TEXTO PARA LEER:
■ ■ ■
Por el contrario, la arbitrariedad derivada de la apelación al consenso como única medida de la convivencia política sólo se evita en la medida en que todos reconocemos como criterio una instancia no constituida por ninguno de nosotros. Mucho más respetuoso con la libertad de todos resulta tomar como criterio de discernimiento “lo justo por naturaleza”, que, como su nombre indica, no ha sido definido por nadie y por tanto vale para todos por igual.


Lo justo por naturaleza


Ciertamente, no cabe hablar de “lo justo por la naturaleza” sin hacer una aclaración previa, pues a lo largo de la historia del pensamiento político y jurídico se han planteado dos formas radicalmente diversas de entender esta expresión. Para una de ellas, “lo justo por naturaleza” equivale al derecho del más fuerte, bien entendido que –como hace notar Sócrates a Trasímaco- “el más fuerte” no es simplemente el que goza de mayor poderío físico: puede referirse también a la fuerza de la mayoría, o a la fuerza de los que tienen suficiente poder como para generar un ficticio consenso y hacerlo pasar por último criterio de actuación.
Esta visión de lo “justo por naturaleza” como el derecho del más fuerte, fue abanderada en la Antigüedad por sofistas como Antifonte y su discípulo el general ateniense Alcibíades, protagonista del famoso incidente de Melos relatado por Tucídides en su Guerra del Peloponeso. Fue asimismo representada –e indirectamente criticada- magistralmente por Platón en las figuras de Calicles en el diálogo Gorgias, y Trasímaco, en el primer libro de la República. Pero precisamente en estos dos Diálogos, el propio Platón se hace eco de otra acepción de “lo justo por naturaleza”, a saber, la representada por Sócrates, el cual, mostrando las inconsistencias de la postura de Calicles y Trasímaco, propone entender lo justo por naturaleza no como lo fácticamente impuesto por el más fuerte, sino como “lo racional”. Implícita en la propuesta de Sócrates está la idea de que lo más natural al ser humano, es decir, “lo que de verdad y en el fondo queremos, en cuanto que somos esencialmente seres racionales”, no es imponer el propio parecer y los propios gustos a los demás, sino más bien regular nuestras relaciones con ellos atendiendo a razones que podemos compartir sin violencia. Y precisamente en esto último consiste para Sócrates la apelación a lo natural como criterio de justicia.
Ahora bien: la apelación clásica a lo natural como criterio está pensada para ser eficaz no sólo en la vida privada, sino también en la vida política. En este contexto puede venir bien recordar cómo, según Aristóteles, la justicia política no estaba constituida únicamente por la justicia legal, sino también por la justicia natural. “La justicia política –escribe Aristóteles- se divide en natural y legal” (EN, V, 7). A diferencia de lo que se plantea con Hobbes y Locke, el derecho natural no era para Aristóteles una realidad pre-política sino algo implícito y constituyente de la misma vida política. De acuerdo con esto, la justicia que ha de vivirse entre ciudadanos libres e iguales consiste ciertamente en dar a cada uno lo suyo o su derecho, pero este derecho tiene dos fuentes, la razón natural y la convención de los hombres.
En efecto: en el mismo lugar, Aristóteles sigue describiendo la justicia natural y legal con las siguientes palabras: “natural, la que tiene en todas partes la misma fuerza, independientemente de que lo parezca o no, y legal la de aquello que en un principio da lo mismo que sea así o de otra manera, pero una vez establecido, ya no da lo mismo, por ejemplo, que el rescate cueste una miina, o que se deba sacrificar una cabra y no dos ovejas…”.
■ ■ ■
Extractos de un conjunto de datos de detección

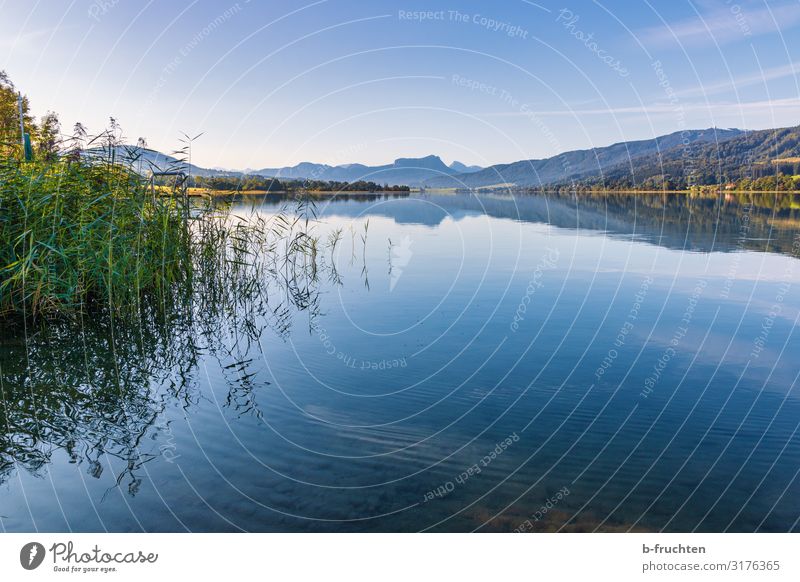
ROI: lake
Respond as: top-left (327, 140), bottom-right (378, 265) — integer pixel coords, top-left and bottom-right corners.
top-left (0, 192), bottom-right (800, 532)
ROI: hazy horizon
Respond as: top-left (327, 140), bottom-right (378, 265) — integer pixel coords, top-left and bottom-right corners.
top-left (0, 0), bottom-right (800, 169)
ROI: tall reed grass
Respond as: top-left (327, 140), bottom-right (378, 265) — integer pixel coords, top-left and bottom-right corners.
■ ■ ■
OBJETIVO DEL EJERCICIO: Según el texto sobre lo justo por naturaleza, ¿en qué dos clases divide Aristóteles la justicia política?

RESULTADO: En natural y legal.